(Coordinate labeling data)

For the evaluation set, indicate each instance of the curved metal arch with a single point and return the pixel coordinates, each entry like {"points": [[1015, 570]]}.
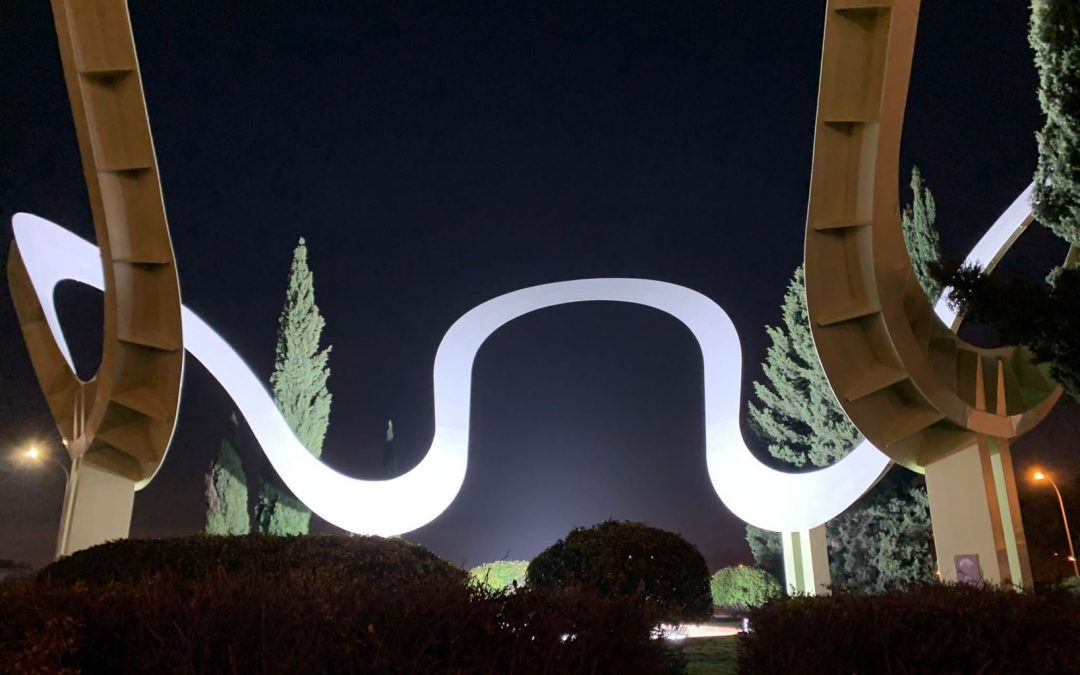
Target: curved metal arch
{"points": [[755, 493], [903, 377], [761, 496], [122, 419]]}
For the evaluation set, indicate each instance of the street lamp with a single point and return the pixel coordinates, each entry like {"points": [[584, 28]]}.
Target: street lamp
{"points": [[36, 455], [1039, 475]]}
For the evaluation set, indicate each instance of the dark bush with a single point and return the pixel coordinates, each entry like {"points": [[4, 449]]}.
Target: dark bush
{"points": [[927, 629], [388, 561], [662, 571], [254, 623]]}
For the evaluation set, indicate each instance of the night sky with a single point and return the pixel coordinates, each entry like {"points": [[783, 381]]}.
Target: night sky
{"points": [[436, 157]]}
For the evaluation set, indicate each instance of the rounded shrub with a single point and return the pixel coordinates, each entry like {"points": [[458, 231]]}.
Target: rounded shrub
{"points": [[500, 574], [741, 588], [390, 562], [658, 569]]}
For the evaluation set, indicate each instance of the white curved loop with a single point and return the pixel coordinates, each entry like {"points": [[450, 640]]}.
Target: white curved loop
{"points": [[761, 496]]}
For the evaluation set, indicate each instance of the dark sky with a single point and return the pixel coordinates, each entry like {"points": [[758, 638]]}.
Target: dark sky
{"points": [[436, 157]]}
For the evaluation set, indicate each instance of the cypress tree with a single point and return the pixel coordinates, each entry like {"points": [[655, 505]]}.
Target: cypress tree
{"points": [[1055, 38], [227, 488], [881, 541], [920, 234], [298, 385]]}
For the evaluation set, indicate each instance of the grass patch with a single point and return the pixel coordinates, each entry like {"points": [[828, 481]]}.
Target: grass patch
{"points": [[711, 656]]}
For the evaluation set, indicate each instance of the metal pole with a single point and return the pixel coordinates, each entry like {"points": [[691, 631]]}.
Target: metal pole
{"points": [[1065, 521]]}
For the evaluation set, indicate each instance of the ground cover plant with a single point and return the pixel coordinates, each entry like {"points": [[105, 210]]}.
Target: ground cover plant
{"points": [[662, 571], [738, 589], [97, 612], [500, 574], [926, 629]]}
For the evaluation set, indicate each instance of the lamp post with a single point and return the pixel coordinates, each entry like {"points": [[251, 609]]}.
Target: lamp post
{"points": [[34, 454], [1039, 475]]}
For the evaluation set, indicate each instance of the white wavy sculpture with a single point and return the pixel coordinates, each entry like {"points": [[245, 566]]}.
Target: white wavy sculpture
{"points": [[758, 495]]}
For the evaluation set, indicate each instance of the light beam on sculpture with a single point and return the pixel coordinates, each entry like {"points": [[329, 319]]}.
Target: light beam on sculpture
{"points": [[755, 493]]}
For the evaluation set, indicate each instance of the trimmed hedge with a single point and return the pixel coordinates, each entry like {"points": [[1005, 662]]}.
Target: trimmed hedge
{"points": [[926, 629], [500, 574], [297, 618], [662, 571], [388, 561], [741, 588]]}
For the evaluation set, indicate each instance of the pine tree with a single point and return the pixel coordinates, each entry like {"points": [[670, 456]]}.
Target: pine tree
{"points": [[1055, 38], [298, 385], [920, 234], [389, 457], [227, 488], [881, 541], [797, 412]]}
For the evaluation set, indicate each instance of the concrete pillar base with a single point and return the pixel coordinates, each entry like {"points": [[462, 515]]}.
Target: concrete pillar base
{"points": [[97, 508], [977, 529], [806, 562]]}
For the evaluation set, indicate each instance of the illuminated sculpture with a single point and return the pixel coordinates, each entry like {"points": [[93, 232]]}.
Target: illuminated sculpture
{"points": [[117, 427], [930, 401], [796, 504], [858, 315]]}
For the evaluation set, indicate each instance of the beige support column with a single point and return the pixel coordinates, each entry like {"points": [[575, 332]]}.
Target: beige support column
{"points": [[977, 528], [806, 562], [97, 508]]}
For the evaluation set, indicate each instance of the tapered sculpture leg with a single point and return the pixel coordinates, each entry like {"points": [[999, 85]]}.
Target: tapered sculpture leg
{"points": [[977, 529], [97, 508], [806, 562]]}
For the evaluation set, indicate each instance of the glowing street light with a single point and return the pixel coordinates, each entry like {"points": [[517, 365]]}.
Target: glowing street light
{"points": [[1039, 475], [36, 455]]}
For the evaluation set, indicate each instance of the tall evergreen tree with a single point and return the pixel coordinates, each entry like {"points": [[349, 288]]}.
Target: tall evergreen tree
{"points": [[1055, 38], [920, 234], [227, 488], [298, 385], [796, 410], [389, 457], [882, 541]]}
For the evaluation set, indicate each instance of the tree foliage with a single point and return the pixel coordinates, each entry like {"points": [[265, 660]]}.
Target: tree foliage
{"points": [[882, 540], [796, 410], [920, 234], [298, 385], [767, 549], [659, 569], [741, 588], [1041, 316], [1055, 38], [227, 488]]}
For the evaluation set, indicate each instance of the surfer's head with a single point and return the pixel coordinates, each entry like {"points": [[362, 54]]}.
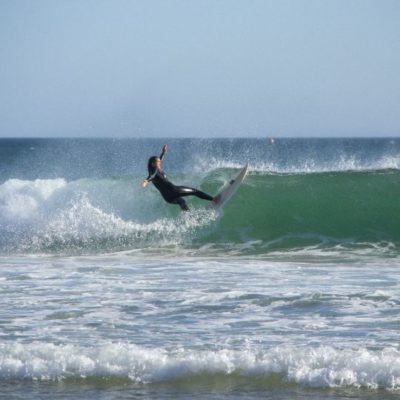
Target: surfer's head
{"points": [[154, 162]]}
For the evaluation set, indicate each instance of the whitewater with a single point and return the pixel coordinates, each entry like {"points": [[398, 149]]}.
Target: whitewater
{"points": [[292, 290]]}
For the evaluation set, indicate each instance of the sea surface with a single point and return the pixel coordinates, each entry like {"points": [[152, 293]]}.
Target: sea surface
{"points": [[292, 291]]}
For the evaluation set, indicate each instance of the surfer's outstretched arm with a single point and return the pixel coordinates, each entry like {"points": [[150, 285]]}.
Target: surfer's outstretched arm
{"points": [[163, 151]]}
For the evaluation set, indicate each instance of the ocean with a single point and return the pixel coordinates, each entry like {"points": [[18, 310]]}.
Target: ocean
{"points": [[292, 290]]}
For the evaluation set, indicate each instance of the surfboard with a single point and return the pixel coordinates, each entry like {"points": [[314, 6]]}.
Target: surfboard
{"points": [[229, 189]]}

■ **Directive**: Every line from the one holding "the surfer's outstretched" through the final line of the listing must be echoed exactly; leave out all other lines.

■ **Reply to the task**:
For the evaluation set, indicate each instance of the surfer's outstretched arm with a single point and return the pixel coordinates, each entry like {"points": [[150, 285]]}.
Target: surfer's outstretched arm
{"points": [[163, 151]]}
For the evaluation set, indicate each instance of the ocean with a single point and return the pixel coordinates, each entry like {"points": [[18, 310]]}.
Target: ocean
{"points": [[292, 290]]}
For the evaluation set, indicate each instance of the surfboard with a single point and return the pixel coordinates, each entry like {"points": [[314, 6]]}.
Target: surfboard
{"points": [[229, 189]]}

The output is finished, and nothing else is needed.